_Assignment:_
Find the line with "wood chip -> point" in the data below, then restate it and all remaining lines exactly, adding nothing.

_Records supplied:_
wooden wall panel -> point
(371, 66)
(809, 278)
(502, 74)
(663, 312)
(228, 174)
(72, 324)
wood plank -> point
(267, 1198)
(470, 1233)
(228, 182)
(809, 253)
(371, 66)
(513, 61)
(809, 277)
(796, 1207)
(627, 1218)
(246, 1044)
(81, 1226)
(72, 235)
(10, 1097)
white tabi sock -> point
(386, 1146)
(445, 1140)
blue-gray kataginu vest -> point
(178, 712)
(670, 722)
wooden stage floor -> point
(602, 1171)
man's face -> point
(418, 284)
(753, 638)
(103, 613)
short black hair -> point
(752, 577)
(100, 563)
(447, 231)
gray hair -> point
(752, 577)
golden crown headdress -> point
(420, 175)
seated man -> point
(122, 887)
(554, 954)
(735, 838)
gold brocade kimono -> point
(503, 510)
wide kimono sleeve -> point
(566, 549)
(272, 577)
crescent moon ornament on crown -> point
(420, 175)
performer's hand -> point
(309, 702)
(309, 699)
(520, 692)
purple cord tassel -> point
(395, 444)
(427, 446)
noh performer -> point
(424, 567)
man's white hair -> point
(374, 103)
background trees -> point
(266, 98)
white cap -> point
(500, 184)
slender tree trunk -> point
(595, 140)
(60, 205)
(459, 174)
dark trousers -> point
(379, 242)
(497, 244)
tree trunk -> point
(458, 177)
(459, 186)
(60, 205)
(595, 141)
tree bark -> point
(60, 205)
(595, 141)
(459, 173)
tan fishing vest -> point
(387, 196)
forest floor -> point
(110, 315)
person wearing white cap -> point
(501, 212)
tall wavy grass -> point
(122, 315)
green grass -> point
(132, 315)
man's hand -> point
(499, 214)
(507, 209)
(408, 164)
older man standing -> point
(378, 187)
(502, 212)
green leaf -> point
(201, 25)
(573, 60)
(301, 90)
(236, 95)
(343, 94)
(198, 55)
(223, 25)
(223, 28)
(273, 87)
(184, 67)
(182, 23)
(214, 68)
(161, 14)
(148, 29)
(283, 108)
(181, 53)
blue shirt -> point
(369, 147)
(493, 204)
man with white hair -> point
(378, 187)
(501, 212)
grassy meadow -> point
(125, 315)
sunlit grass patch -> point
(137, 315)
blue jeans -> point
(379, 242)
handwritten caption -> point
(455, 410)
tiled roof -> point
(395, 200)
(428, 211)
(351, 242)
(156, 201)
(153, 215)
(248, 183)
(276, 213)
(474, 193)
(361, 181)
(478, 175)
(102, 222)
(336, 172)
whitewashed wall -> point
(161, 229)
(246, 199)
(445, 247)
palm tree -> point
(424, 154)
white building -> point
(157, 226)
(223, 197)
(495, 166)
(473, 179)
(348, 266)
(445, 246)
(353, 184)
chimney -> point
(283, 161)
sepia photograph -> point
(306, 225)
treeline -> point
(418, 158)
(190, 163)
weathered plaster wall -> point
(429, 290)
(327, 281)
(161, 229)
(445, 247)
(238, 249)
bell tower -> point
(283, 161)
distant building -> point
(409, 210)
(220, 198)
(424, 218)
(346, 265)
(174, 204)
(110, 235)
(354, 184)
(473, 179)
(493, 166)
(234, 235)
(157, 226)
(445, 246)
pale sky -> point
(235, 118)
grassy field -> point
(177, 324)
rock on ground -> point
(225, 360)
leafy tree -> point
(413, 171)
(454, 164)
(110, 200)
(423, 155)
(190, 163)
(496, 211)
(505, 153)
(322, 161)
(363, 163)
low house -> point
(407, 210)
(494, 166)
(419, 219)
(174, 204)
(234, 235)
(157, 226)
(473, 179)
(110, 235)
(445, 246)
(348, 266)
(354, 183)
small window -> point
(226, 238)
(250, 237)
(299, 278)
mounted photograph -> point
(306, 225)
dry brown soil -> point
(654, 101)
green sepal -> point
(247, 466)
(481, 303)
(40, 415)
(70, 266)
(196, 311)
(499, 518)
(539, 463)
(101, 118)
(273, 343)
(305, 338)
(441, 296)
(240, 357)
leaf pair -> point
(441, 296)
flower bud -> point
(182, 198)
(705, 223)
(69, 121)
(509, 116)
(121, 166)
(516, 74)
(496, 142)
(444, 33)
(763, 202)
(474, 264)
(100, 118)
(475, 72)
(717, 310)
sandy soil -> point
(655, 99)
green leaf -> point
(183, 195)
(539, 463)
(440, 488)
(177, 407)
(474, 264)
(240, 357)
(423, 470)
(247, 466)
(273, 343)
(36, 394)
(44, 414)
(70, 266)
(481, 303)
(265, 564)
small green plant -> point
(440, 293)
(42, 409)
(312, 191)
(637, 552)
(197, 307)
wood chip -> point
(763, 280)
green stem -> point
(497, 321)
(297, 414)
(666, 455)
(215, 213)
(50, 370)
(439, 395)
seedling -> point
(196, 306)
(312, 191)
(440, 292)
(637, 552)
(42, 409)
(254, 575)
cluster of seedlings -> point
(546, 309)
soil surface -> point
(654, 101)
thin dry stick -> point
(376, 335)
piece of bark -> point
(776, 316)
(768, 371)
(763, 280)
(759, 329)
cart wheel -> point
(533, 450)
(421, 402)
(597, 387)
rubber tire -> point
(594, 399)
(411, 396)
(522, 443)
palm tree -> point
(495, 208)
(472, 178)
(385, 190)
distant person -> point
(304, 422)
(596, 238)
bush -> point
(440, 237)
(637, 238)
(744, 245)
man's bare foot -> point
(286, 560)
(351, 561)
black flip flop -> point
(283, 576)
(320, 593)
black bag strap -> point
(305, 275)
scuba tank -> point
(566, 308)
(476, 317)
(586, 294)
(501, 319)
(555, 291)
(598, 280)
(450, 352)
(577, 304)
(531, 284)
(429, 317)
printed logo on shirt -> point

_Final answer:_
wood chip -> point
(763, 280)
green stem -> point
(497, 321)
(297, 414)
(666, 455)
(215, 213)
(50, 370)
(439, 395)
seedling -> point
(196, 306)
(312, 191)
(440, 292)
(637, 552)
(42, 409)
(254, 575)
cluster of seedlings -> point
(546, 309)
soil surface -> point
(654, 101)
thin dry stick -> point
(376, 335)
piece of bark -> point
(776, 316)
(768, 371)
(763, 280)
(759, 329)
cart wheel -> point
(533, 450)
(421, 402)
(597, 387)
rubber tire -> point
(594, 399)
(411, 396)
(522, 443)
palm tree -> point
(495, 208)
(472, 178)
(385, 190)
distant person -> point
(304, 422)
(596, 238)
bush -> point
(440, 237)
(637, 238)
(744, 245)
man's bare foot -> point
(286, 560)
(351, 561)
black flip flop -> point
(283, 576)
(320, 593)
black bag strap -> point
(305, 275)
scuba tank -> point
(566, 308)
(476, 317)
(586, 294)
(501, 319)
(555, 291)
(598, 280)
(450, 352)
(577, 304)
(531, 284)
(429, 317)
printed logo on shirt -> point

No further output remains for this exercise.